__Extract__.
###

As of September, approximately 1.6 million borrowers are exiting mortgage forbearance programs. As servicers expand their operations to match the surge of forbearance exits, servicers should remember that not all borrowers are similarly situated. Many borrowers may be vulnerable to a greater risk of harm due to a variety of personal circumstances, including poor health, mental decline, disability, caregiving for a child or loved one, having limited English proficiency, inadequate access to technology, or being a first-time homeowner. The effects of the COVID-19 pandemic may have exacerbated some of these vulnerabilities.

The CFPB’s final rule amending Regulation X to assist mortgage borrowers affected by the COVID-19 emergency became effective on August 31. The final rule establishes temporary procedural safeguards to help ensure that eligible borrowers have a meaningful opportunity to be reviewed for loss mitigation before the servicer can make the first notice or filing required for foreclosure on certain mortgages.

###

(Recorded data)
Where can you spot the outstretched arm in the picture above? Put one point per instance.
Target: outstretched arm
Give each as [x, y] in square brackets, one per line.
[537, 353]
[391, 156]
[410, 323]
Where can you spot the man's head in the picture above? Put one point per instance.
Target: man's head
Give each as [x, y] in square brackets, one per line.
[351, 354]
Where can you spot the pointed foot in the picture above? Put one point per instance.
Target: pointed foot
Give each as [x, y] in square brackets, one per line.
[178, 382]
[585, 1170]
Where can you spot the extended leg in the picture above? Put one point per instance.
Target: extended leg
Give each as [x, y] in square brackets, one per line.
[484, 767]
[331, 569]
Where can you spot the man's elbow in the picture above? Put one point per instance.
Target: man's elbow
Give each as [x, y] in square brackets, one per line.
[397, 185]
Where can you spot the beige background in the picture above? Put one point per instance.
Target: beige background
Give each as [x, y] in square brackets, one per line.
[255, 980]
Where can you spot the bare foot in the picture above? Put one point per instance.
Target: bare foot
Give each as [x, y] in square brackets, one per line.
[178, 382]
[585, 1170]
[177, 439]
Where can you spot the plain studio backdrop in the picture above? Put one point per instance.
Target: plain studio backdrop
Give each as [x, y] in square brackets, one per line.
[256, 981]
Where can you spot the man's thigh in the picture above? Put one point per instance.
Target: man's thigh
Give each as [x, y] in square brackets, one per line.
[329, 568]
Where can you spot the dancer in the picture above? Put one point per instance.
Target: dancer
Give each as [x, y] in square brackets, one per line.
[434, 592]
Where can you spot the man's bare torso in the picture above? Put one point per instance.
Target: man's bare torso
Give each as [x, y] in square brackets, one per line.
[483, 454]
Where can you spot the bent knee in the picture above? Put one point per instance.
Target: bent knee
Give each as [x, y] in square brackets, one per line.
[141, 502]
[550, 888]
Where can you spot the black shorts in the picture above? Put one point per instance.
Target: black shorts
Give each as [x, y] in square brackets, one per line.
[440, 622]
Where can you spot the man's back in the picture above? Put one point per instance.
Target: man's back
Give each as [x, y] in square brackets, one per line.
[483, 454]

###

__Action item__. Reproduce the portion of the mortgage forbearance text that starts with "The CFPB’s final" and continues through "on certain mortgages.", with no changes.

__The answer__.
The CFPB’s final rule amending Regulation X to assist mortgage borrowers affected by the COVID-19 emergency became effective on August 31. The final rule establishes temporary procedural safeguards to help ensure that eligible borrowers have a meaningful opportunity to be reviewed for loss mitigation before the servicer can make the first notice or filing required for foreclosure on certain mortgages.